## GIVEN PASSAGE
+--
Tonya Williams is an award-winning actress, best known for her long-running role on the iconic soap opera The Young and the Restless. In addition to her on-screen career, she’s a successful producer, director, and businesswoman, and also founded the popular Reelworld Film Festival, which aims to spotlight diverse and underrepresented voices, and is still thriving today. She spoke with The Edge about her life and career, and this is an excerpt from that interview.

Were there any experiences you’ve encountered as an actress that aided you in becoming a successful businesswoman?

Watching older actresses was the greatest lesson for me in wanting to diversify myself not only as an artist, but as a businesswoman. Watching many of those actresses having so little power in their lives, because they were totally reliant on the next job, made me want to make sure that I didn’t follow that path. Having grown up watching my mother and father, who had solid careers (my father was a barrister, then Supreme Court justice), they never just relied on those jobs – they had income properties, other financial investments, savings. My mother is a big saver. All these things showed me that if I wanted more power and control in my life, I couldn’t rely on any one thing; since life is unpredictable, we have to hedge our bets.

Over the years I’ve had a great deal of investment properties in countries like France, Canada, the US, Jamaica. I liked the idea of making Euros, Canadian dollars, US dollars, so that whatever currency might be lower, I would make that up on another currency going up. I bought not only residential properties, but commercial too, since you can’t rely on just one kind of property. And then starting the Reelworld Film Festival in 2001 created yet another avenue of control for me.

One thing is constant in all my investments, that I don’t just look at the bottom line. I think that’s a very male way of doing things, thinking of the bottom line all the time. Women are more emotional in their choices, and I chose my investments from a place of passion first. I see a property and I fall in love with it, not even thinking of it as an investment, and as I renovate it, I get attached to it and want the best for it. The same with Reelworld. Reelworld is an extension of something I believe passionately in. I believe young people are inspired to greatness, and when they see racially diverse people who look like them being reflected in positive ways on our screens, that is the ultimate power.

You founded the Reelworld Film Festival so underrepresented voices could be heard. Do you see any changes in the entertainment world from when you first started the festival?
+--
## DATA FOR THIS TASK
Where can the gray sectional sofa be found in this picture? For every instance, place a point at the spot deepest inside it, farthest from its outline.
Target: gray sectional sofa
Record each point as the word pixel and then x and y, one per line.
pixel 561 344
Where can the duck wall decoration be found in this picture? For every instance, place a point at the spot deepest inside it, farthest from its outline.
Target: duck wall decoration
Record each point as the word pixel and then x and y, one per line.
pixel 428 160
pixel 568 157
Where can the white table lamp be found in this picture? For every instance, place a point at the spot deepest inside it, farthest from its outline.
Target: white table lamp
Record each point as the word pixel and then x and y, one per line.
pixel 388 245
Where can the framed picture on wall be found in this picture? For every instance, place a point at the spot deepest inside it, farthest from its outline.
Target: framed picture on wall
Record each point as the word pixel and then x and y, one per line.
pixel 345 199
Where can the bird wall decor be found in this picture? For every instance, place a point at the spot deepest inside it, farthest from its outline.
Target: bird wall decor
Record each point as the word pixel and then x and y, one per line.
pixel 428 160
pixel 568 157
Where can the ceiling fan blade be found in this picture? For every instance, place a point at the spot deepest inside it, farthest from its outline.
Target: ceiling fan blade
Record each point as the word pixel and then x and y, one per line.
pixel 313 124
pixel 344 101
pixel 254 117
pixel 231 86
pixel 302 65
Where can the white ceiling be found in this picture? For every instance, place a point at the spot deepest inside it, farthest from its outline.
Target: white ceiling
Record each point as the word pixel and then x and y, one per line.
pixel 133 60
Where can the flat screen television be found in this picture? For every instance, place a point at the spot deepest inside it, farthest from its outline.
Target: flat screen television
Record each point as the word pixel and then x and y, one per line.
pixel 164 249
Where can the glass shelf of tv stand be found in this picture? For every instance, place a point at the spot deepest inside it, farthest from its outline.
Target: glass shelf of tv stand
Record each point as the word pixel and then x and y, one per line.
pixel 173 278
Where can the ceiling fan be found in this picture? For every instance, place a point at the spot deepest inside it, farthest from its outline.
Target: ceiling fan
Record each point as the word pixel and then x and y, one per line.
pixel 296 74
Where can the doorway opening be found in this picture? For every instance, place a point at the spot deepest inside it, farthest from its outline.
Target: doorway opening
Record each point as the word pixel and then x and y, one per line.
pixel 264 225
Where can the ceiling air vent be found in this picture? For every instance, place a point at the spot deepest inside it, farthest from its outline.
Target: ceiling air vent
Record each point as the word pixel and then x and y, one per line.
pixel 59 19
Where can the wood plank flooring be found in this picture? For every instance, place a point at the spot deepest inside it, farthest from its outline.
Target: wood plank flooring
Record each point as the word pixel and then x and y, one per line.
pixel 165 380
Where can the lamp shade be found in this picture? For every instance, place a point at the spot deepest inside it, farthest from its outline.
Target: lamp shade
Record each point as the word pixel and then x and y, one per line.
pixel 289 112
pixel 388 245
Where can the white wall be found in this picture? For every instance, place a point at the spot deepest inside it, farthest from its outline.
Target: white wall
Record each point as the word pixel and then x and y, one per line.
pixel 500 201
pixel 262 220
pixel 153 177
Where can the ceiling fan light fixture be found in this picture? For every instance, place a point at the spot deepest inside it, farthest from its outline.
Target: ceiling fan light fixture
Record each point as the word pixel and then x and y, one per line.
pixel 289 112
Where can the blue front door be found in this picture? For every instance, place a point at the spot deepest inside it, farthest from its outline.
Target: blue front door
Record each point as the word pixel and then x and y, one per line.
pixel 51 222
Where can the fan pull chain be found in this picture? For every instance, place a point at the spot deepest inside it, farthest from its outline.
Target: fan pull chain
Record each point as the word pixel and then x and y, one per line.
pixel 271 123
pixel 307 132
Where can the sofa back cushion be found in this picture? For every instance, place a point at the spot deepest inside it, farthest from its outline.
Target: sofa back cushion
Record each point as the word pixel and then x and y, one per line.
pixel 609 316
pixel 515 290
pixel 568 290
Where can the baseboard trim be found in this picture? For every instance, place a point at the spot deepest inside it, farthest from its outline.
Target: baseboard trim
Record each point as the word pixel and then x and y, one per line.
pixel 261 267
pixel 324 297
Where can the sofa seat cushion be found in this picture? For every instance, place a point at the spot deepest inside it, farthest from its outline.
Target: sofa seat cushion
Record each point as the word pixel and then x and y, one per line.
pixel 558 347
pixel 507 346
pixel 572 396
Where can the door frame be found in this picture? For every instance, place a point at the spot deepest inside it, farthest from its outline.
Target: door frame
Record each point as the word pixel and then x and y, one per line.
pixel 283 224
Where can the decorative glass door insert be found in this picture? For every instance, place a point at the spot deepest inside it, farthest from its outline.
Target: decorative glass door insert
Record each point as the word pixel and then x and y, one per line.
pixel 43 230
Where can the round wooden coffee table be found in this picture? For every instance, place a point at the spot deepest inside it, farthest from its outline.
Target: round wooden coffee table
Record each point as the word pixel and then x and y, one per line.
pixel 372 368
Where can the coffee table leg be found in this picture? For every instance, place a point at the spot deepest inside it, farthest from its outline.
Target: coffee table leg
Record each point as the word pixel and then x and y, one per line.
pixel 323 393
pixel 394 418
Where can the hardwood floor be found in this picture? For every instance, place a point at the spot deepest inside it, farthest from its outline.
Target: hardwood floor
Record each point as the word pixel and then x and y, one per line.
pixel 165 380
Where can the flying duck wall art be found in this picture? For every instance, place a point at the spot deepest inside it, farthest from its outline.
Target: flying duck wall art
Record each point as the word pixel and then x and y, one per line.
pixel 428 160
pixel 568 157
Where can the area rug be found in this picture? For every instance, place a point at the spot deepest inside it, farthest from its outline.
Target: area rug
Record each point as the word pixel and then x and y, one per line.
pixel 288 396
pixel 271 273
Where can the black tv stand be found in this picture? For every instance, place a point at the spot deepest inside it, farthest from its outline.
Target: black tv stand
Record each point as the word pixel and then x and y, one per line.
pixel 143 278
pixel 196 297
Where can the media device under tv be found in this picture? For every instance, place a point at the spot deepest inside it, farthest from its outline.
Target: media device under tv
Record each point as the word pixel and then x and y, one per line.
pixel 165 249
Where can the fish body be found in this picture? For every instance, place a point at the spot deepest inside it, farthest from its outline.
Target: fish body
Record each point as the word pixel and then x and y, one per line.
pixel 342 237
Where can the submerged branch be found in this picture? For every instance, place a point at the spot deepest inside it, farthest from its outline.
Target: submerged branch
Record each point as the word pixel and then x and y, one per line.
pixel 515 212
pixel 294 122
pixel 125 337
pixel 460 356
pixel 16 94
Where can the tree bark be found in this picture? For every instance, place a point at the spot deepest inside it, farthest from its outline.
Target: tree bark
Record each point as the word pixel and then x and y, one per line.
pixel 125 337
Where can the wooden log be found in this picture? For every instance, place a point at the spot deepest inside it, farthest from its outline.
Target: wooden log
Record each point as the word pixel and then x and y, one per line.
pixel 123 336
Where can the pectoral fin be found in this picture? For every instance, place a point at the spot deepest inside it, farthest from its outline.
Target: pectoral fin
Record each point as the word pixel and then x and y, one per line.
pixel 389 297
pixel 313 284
+--
## TASKS TO PERFORM
• a. Please replace "area rug" with "woven rug" in the entries, beginning at the line that has "Where can the flying" and stopping after the line that has "pixel 271 273". Return only those lines, with everything else unchanged.
• b. Continue the Tonya Williams interview from where it stops.

## RESPONSES
• a.
Where can the flying duck wall art be found in this picture? For every instance, place a point at the spot deepest inside it, farthest from its outline.
Target: flying duck wall art
Record each point as the word pixel and then x and y, one per line.
pixel 428 160
pixel 568 157
Where can the woven rug be found in this picture? For every instance, place a point at the spot deepest inside it, farthest from its outline.
Target: woven rug
Record each point as the word pixel and then x and y, one per line.
pixel 288 396
pixel 271 273

• b.
Yes, in 2001 when I started Reelworld, I was criticized a great deal. All the reporters would ask me the same question, “Why do we need a festival that focuses on racial diversity?” In their eyes, this was not necessary. In fact, all the grants and sponsors I approached were uncomfortable with even using the word “racial” diversity, they wanted me to use a more palatable word “cultural” diversity, which, to me, is something very different. You can be any colour and culturally Canadian. There is an assumption that if you are of a different race, you must then somehow identify “culturally” with that race, but that is not true. For example, we have blacks in Canada who are 10 generations here, and we have mainstream white immigrants who came to this country two generations ago. Their children are considered culturally Canadian, but the blacks who have been here for many more generations, their children are constantly asked who they are culturally. Well, they are Canadian culturally.

Reelworld has been instrumental in pointing out the inequities in the entertainment industry for people of colour in Canada. It was and continues to be instrumental in saying the uncomfortable things, that can only become more comfortable when we can feel the freedom to speak honestly about them.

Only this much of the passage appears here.